Former Hostess Cake factory sketch by Chandler O'Leary

All cities grow, shrink or evolve over time—but as Seattle is in the midst of yet another building boom, the place is changing so rapidly that I can’t keep up. Landmarks and local mom-and-pops disappear in a puff of smoke—while presto-change-o, mammoth condos and office blocks pop up, seemingly overnight. Painted plywood fences mask building sites the way a magician’s red velvet cloth covers the lady sawn in half. Whole arterial exchanges get picked up and moved elsewhere, my shortcuts and well-worn paths shuffled like a deck of cards. Not only can I not begin to record all the changes in my sketchbooks—sometimes I have to erase huge swaths of my mental map and completely redraw them.

The sweeping changes are disorienting, but small tweaks are everywhere, too. The big plans misdirect our attention while the little things shift by sleight of hand, well beneath our notice. This prestidigitation happens so often that I wonder sometimes if I’m the only one still peering closely, trying to discover the magician’s trick. If I’m the only one whose heartstrings are tugged with every posting of a land use permit.

» Exercise tasks:
1) In the records, reproduce the part that opens with the line containing "Query: water stream over ledge" and closes with the line containing "M0 169L9 167L9 149L6 137L0 132Z", including both of those lines.
2) Please carry on the piece about Seattle's rapid changes, picking up after its last sentence.

» Data provided:
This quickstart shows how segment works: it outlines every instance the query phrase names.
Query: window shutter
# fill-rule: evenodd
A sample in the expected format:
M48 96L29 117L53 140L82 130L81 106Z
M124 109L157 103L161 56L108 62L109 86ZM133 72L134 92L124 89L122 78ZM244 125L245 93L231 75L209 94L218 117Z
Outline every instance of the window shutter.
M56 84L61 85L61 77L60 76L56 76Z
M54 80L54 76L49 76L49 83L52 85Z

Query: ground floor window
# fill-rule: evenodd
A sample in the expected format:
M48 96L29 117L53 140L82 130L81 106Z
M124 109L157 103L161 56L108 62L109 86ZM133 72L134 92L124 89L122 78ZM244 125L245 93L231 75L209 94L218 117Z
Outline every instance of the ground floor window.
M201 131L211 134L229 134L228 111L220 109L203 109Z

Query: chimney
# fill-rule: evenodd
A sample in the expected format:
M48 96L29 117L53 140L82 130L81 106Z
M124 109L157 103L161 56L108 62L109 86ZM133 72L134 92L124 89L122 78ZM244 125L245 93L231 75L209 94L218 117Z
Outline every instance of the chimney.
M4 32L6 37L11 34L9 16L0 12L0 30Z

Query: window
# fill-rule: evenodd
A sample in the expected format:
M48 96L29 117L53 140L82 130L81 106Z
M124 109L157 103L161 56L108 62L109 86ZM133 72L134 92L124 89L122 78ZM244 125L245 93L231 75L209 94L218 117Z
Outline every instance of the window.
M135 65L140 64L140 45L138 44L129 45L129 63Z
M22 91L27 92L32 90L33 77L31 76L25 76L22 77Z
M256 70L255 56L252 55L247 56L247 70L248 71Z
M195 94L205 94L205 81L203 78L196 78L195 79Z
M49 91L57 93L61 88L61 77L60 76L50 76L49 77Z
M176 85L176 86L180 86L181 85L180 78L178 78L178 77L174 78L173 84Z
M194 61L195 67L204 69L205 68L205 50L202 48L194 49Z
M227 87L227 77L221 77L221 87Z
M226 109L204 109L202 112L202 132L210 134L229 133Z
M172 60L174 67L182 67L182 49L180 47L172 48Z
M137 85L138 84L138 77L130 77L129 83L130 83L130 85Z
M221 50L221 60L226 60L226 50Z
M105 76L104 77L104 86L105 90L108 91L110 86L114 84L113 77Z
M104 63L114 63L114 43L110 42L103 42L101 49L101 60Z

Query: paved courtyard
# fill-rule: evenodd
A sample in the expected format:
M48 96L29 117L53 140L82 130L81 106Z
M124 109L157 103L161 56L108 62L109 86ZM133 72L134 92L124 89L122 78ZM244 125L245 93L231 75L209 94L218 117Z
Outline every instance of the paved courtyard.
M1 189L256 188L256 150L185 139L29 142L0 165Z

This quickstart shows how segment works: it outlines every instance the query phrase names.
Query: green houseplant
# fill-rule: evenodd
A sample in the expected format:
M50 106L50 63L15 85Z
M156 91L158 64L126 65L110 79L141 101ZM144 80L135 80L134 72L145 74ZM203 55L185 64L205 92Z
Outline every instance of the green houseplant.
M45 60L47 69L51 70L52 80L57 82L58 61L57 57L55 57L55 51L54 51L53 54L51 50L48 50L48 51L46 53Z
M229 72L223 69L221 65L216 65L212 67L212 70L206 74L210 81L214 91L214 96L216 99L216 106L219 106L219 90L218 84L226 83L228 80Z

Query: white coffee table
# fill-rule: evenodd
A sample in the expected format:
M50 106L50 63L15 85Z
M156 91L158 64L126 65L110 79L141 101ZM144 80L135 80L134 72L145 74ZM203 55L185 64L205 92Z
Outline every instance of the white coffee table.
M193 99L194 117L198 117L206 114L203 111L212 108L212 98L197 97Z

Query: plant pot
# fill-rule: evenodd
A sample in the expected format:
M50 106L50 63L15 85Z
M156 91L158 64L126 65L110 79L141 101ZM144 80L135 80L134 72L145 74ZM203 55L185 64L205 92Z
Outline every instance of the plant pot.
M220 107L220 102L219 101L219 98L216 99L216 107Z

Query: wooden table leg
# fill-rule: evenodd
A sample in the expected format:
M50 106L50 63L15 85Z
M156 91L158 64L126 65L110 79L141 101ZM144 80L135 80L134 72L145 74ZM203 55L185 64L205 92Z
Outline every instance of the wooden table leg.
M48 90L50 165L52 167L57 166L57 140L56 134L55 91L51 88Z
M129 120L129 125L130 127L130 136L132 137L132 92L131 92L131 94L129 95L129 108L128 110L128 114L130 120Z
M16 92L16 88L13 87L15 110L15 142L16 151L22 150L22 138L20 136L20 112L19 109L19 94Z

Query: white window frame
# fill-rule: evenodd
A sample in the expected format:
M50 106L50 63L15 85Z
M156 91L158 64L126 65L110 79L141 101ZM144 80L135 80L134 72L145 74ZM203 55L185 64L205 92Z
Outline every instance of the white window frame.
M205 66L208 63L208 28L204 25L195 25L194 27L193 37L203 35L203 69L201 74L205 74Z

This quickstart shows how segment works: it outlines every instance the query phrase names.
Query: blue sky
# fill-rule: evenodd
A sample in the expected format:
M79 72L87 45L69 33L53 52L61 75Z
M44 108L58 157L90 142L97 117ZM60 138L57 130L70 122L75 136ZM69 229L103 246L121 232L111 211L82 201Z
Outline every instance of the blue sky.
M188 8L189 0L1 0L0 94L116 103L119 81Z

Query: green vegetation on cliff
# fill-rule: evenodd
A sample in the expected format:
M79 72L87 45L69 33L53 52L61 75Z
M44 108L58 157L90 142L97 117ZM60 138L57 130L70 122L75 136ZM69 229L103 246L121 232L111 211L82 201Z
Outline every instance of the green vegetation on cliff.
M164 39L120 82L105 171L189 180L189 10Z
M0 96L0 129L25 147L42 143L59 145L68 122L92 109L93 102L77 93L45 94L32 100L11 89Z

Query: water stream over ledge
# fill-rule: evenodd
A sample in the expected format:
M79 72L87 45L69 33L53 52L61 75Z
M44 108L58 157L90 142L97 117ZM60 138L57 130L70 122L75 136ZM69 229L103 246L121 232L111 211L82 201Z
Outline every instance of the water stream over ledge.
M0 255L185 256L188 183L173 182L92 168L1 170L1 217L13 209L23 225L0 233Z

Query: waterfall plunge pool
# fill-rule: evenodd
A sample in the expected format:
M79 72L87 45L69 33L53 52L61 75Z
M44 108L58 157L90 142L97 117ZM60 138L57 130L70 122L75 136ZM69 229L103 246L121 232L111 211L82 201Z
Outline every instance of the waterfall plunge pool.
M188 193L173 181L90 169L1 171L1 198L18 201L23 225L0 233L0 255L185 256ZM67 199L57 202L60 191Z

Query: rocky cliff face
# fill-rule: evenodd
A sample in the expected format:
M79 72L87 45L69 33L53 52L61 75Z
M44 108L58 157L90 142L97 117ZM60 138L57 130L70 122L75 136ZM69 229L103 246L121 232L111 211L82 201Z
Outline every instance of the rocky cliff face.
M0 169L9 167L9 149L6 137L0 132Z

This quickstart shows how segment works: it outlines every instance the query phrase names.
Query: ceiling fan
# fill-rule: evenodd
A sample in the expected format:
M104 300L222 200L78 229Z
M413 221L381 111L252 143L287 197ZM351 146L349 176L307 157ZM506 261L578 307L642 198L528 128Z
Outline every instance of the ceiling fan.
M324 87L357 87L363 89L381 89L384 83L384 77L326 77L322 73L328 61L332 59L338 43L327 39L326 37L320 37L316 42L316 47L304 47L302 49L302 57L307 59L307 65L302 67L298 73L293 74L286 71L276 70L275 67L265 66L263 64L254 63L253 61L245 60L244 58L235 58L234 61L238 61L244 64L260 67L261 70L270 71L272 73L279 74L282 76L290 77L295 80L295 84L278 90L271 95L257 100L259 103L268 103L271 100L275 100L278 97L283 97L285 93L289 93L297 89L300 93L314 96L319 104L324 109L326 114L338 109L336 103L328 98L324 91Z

» Written responses:
1)
Query: water stream over ledge
# fill-rule: evenodd
A sample in the expected format:
M79 72L87 45L69 33L53 52L61 75Z
M44 108L58 157L90 142L97 117ZM60 138L57 130L70 122L75 136ZM69 229L103 246L121 232L111 211L82 201Z
Outline every instance of the water stream over ledge.
M0 255L185 256L188 183L173 182L92 168L1 170L1 217L13 209L23 225L0 233Z

Query: waterfall plunge pool
# fill-rule: evenodd
A sample in the expected format:
M79 72L87 45L69 33L53 52L61 75Z
M44 108L58 157L90 142L97 117ZM60 138L57 130L70 122L75 136ZM69 229L103 246L121 232L111 211L82 201Z
Outline every instance of the waterfall plunge pool.
M188 193L173 181L90 169L1 171L1 198L18 201L23 225L0 233L0 255L185 256ZM67 199L57 202L60 191Z

Query: rocky cliff face
# fill-rule: evenodd
A sample in the expected format:
M79 72L87 45L69 33L53 52L61 75Z
M44 108L58 157L90 142L97 117ZM60 138L57 130L70 122L75 136ZM69 229L103 246L121 232L111 211L82 201Z
Outline every instance of the rocky cliff face.
M0 169L9 167L9 149L6 137L0 132Z

2)
So revisiting the Hostess Cake Factory, which I sketched last year, seemed like the perfect symbol of how I feel about all this. The structure is an empty, faceless shell now, awaiting a makeover, or a tear-down, or something else entirely. The only remaining identifying features are the building’s rounded corners and its location on the map.

Saddest of all, the red hearts the building wore on its sleeve are gone—which feels suspiciously like a metaphor for the whole neighborhood. Maybe the magician will surprise us and make those hearts reappear at the history museum down the street. Until that day, I’ll keep their memory safe in my sketchbook.